## TEXT

Single by Tears for Fears

from the album The Tipping Point
- Released: 7 October 2021
- Genre: Synth-pop
- Length: 4:13
- Label: Concord
- Songwriters: Roland Orzabal; Charlton Pettus;
- Producers: Florian Reutter; Sacha Skarbek; Tears for Fears;

Tears for Fears singles chronology
| "I Love You but I'm Lost" (2017) | "The Tipping Point" (2021) | "No Small Thing" (2021) |

Music video
- "The Tipping Point" on YouTube

= The Tipping Point (song) =

2021 single by Tears for Fears

"The Tipping Point" is a song by the English pop rock band Tears for Fears, released as a single in October 2021. It was the band's first new original release in four years, and is the first single to be taken from the album of the same name which was released on 25 February 2022. A video for the song, directed by Matt Mahurin, was released online on 6 October 2021, and is the first promo video featuring the band themselves since 2005. The song was added to BBC Radio 2's playlist in November 2021.

## DATA EXTRACT
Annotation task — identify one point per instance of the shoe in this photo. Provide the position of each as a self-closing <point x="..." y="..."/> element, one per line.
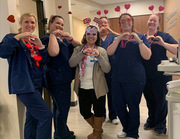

## JOB
Could you quote the song article word for word, starting at "2021 single by" and ending at "in November 2021."?

## REPLY
2021 single by Tears for Fears

"The Tipping Point" is a song by the English pop rock band Tears for Fears, released as a single in October 2021. It was the band's first new original release in four years, and is the first single to be taken from the album of the same name which was released on 25 February 2022. A video for the song, directed by Matt Mahurin, was released online on 6 October 2021, and is the first promo video featuring the band themselves since 2005. The song was added to BBC Radio 2's playlist in November 2021.